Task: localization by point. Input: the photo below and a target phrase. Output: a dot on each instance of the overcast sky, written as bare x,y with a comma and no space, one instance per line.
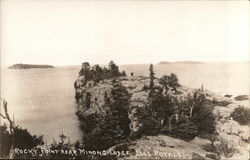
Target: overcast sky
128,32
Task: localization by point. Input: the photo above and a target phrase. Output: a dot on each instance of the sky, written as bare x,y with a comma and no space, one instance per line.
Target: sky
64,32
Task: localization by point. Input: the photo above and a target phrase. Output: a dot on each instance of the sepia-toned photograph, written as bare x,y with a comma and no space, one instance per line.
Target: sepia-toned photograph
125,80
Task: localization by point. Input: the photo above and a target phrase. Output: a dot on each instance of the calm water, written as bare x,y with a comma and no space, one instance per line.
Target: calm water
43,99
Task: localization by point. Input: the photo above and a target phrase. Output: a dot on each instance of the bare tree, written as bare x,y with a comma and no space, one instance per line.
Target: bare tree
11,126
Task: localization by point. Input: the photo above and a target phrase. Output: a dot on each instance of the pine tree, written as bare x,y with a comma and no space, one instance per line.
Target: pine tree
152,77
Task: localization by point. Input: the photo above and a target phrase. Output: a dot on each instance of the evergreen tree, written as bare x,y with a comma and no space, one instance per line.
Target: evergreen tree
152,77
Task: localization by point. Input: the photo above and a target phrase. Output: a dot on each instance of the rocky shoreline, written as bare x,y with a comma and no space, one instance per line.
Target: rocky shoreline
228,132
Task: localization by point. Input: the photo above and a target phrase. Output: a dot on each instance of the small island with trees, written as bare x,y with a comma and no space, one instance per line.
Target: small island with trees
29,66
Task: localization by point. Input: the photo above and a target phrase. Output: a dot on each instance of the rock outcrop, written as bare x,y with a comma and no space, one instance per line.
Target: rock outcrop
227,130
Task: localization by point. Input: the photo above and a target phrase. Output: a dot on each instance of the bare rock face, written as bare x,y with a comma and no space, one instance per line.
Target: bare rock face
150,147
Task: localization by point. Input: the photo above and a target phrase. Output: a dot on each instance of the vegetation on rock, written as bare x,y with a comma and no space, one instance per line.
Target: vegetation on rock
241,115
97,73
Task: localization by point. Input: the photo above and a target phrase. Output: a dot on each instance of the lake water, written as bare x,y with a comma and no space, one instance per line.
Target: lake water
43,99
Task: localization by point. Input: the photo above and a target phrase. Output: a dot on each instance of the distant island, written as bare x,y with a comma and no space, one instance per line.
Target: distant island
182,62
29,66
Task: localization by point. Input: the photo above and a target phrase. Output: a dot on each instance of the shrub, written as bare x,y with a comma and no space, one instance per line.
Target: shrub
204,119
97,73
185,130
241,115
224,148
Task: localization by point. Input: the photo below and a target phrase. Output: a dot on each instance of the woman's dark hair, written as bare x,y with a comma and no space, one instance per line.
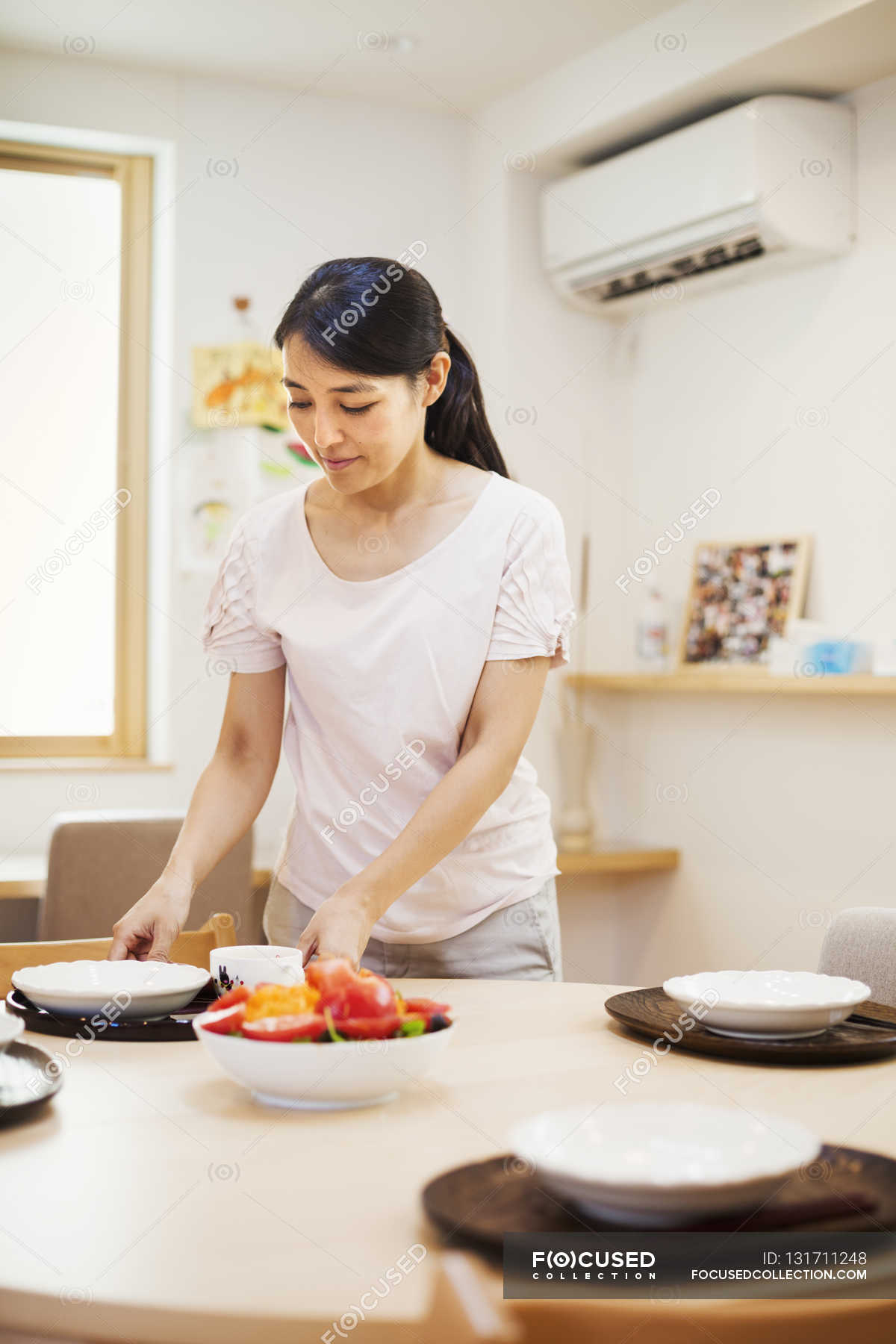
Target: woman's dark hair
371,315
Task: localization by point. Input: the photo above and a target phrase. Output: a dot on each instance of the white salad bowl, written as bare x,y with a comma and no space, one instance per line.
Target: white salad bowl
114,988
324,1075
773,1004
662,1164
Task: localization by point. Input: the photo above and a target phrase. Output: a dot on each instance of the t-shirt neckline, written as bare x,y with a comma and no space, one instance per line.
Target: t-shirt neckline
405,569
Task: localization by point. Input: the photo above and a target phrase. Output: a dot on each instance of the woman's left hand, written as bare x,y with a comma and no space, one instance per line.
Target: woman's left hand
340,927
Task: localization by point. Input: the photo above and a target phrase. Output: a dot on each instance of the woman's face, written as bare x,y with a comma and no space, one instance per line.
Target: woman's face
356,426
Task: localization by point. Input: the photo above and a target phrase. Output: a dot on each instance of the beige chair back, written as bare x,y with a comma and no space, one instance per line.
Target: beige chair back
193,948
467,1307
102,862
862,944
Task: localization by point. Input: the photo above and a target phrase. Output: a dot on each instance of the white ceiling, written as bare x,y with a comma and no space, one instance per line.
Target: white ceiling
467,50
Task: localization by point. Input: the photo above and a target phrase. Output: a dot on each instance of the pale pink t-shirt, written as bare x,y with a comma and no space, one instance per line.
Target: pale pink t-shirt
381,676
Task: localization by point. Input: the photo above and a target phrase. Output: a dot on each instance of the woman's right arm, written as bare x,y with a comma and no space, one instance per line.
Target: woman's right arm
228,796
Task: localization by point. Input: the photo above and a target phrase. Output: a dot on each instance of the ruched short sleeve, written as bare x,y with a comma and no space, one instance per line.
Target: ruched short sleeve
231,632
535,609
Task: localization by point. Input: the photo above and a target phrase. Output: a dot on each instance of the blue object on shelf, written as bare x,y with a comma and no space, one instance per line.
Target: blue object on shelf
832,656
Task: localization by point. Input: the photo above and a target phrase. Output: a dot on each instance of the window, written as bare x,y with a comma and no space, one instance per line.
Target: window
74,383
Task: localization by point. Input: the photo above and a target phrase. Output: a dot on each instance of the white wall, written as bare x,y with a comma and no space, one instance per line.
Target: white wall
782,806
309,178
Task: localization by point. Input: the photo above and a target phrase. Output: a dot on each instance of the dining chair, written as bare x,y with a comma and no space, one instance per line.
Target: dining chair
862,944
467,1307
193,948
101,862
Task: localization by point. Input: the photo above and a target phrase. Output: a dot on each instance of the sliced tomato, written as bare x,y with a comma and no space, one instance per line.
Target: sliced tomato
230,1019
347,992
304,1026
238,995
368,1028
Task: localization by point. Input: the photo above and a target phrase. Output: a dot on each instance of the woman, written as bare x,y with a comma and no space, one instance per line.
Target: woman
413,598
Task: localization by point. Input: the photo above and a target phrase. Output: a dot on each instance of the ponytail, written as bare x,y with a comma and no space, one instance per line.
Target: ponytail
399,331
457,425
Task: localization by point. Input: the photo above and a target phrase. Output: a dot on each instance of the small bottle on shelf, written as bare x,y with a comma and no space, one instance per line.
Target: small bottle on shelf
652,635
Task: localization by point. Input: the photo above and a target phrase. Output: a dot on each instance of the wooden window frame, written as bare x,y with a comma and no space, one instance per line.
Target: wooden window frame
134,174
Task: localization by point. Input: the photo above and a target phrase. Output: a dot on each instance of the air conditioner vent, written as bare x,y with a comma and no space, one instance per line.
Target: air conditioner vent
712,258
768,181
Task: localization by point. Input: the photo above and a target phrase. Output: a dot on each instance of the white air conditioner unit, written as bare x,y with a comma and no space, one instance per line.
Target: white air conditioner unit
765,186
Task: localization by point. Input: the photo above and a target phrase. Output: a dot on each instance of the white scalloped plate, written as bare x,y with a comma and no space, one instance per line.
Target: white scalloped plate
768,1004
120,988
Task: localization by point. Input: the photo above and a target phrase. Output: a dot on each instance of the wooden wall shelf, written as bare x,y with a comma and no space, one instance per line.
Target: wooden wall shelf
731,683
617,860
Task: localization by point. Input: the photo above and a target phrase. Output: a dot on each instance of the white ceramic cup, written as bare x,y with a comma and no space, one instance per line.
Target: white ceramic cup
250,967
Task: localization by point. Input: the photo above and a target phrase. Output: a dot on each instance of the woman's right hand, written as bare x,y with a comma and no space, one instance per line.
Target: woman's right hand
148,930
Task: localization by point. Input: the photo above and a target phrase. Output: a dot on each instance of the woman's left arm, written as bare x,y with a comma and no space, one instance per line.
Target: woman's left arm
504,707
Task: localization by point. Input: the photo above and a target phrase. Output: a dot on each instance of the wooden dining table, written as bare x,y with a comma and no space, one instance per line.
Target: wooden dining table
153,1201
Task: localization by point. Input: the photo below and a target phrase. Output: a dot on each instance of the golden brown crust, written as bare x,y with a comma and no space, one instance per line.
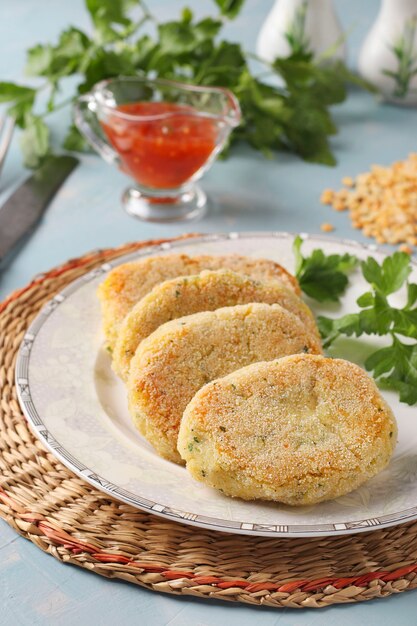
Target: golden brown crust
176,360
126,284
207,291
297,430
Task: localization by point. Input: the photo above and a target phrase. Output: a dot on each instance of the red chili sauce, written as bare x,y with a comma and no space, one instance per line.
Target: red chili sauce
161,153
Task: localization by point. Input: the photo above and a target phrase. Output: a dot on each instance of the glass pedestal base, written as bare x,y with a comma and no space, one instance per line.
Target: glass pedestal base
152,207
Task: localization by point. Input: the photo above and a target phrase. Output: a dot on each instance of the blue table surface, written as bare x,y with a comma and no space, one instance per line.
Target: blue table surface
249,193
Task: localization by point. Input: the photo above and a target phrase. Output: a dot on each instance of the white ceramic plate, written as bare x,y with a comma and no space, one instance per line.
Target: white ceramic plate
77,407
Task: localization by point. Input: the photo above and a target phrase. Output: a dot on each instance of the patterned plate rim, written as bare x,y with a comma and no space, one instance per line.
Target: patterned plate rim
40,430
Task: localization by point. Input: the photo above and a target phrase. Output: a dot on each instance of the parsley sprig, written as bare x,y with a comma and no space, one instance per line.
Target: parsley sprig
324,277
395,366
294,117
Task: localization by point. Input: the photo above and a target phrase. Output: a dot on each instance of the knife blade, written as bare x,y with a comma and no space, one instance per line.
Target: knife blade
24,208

▸ Short problem
Can you recast the data as a Markdown table with the columns Row and Line? Start at the line that contains "of the glass", continue through the final line of the data, number each line, and leave out any blank lines.

▸ Written answer
| Row | Line |
|---|---|
| 1 | Task: localization by point. Input: the photo above and a target phrase. Output: a dot on each instance of the glass pedestal base, written as bare x,y with a comma and no space, one instance per line. |
| 2 | Target: glass pedestal base |
| 3 | 152,207 |
| 4 | Task: localization by point. Input: the photo above and a target phrase. Output: a dot on each instance of the blue table surface, written as bare x,y with a comma and no space, one instance per line. |
| 5 | Target: blue table surface |
| 6 | 249,193 |
| 7 | Task: localization by point. Input: the photo above and a target phrase. Output: a dot on each instance of the white ceramic plate, written as bare x,y with a comma and no space, one instance per line. |
| 8 | Target: white ceramic plate |
| 9 | 77,407 |
| 10 | Task: localization by point. Input: the photo above and a target phrase. Output: a dot on each instance of the patterned plate rim, written as bare x,y with a comma and no space, one instance per line. |
| 11 | Target: patterned plate rim |
| 12 | 40,430 |
| 13 | Task: localization by point. Input: the photo above and a target phrase. Output: a dot on each instance of the parsley sprig, written as bare x,y with a comma and no space, one instance per line. |
| 14 | Target: parsley sprig |
| 15 | 324,277 |
| 16 | 395,366 |
| 17 | 294,117 |
| 18 | Task: localization by point. Input: the photo above and a target phrase. Output: a dot on each instance of the knife blade, written as bare x,y with a comma and no space, one instance per line. |
| 19 | Target: knife blade |
| 20 | 24,208 |